### Listed records
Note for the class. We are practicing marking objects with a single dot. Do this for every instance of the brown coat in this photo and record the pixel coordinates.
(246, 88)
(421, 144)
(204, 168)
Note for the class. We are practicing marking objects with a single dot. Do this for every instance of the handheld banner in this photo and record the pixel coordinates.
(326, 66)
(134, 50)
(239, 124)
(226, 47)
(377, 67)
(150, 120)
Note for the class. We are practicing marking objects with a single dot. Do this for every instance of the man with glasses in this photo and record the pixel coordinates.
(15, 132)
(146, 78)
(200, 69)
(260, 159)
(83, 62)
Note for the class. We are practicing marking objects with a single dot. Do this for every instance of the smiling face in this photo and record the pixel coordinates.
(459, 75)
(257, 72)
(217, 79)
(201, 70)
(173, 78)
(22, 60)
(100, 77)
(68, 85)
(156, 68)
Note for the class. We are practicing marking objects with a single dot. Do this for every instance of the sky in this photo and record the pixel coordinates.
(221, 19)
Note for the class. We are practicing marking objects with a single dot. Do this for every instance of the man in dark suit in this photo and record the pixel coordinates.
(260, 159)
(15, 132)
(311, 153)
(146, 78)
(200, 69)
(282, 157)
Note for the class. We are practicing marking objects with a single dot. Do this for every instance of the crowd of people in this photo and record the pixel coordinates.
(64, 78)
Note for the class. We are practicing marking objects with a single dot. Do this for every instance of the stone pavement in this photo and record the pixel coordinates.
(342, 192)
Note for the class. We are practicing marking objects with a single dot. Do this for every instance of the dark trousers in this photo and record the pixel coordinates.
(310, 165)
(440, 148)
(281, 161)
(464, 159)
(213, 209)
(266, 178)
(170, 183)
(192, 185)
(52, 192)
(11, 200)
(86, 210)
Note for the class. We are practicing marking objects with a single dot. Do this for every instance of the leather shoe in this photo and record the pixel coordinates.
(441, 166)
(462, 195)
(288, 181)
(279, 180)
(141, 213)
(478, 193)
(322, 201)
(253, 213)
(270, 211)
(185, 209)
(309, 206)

### Task prompt
Please reproduce every line of the material word for word.

### Expected answer
Note for the class. We are practicing marking objects with a single dot. Do this for every instance of the brown coat in this photo and record the pixel coordinates.
(246, 88)
(421, 144)
(204, 168)
Note for the class. We are practicing marking objects with a single dot. Do this for every instance of the handheld banner in this photo and record the pixel coordinates.
(326, 66)
(134, 50)
(239, 124)
(226, 47)
(377, 67)
(150, 120)
Note for the class. We are practicing marking objects with a single dot. Do this for every instance of the man with glasses in this photo and record the pixel coordinates.
(15, 132)
(146, 78)
(200, 69)
(260, 159)
(83, 62)
Note for the class. We are practicing marking objects with a single dot. Do this for every instance of the smiling face in this photo and record the pixel coordinates.
(459, 75)
(257, 72)
(217, 79)
(201, 70)
(173, 78)
(22, 60)
(100, 77)
(68, 85)
(156, 68)
Note for the class. We are practicing marking objects with a single dot. Do this for every instance of the sky in this photo and record the pixel coordinates.
(221, 19)
Note for the class. We are practicing marking objects with a single dot. Do this for every instance of the man in dark suit in this photo and record the pixel coordinates.
(260, 159)
(15, 132)
(311, 153)
(146, 78)
(200, 69)
(282, 157)
Note for the class. We are practicing marking objects with a single dot. Do this for every instance of the crowd of people in this photo and record the pixel coordinates.
(64, 78)
Note for the class. We are practicing marking objects with a single dot. Do this for every instance of the stone pavement in this photo and record the pixel coordinates.
(342, 192)
Note for the class. We are practicing marking objects with a single dot. Do this for every instance of the dark trousers in this photo and record the pixel coordinates.
(310, 165)
(440, 148)
(281, 161)
(464, 159)
(213, 209)
(266, 178)
(170, 183)
(192, 185)
(52, 192)
(11, 200)
(86, 210)
Note for the class. We are practicing marking objects with a single dot. Do this for every instance of the leather shoe in this photo and record the pixel coordinates.
(441, 166)
(462, 195)
(288, 181)
(279, 180)
(141, 213)
(478, 193)
(322, 201)
(253, 213)
(270, 211)
(185, 209)
(309, 206)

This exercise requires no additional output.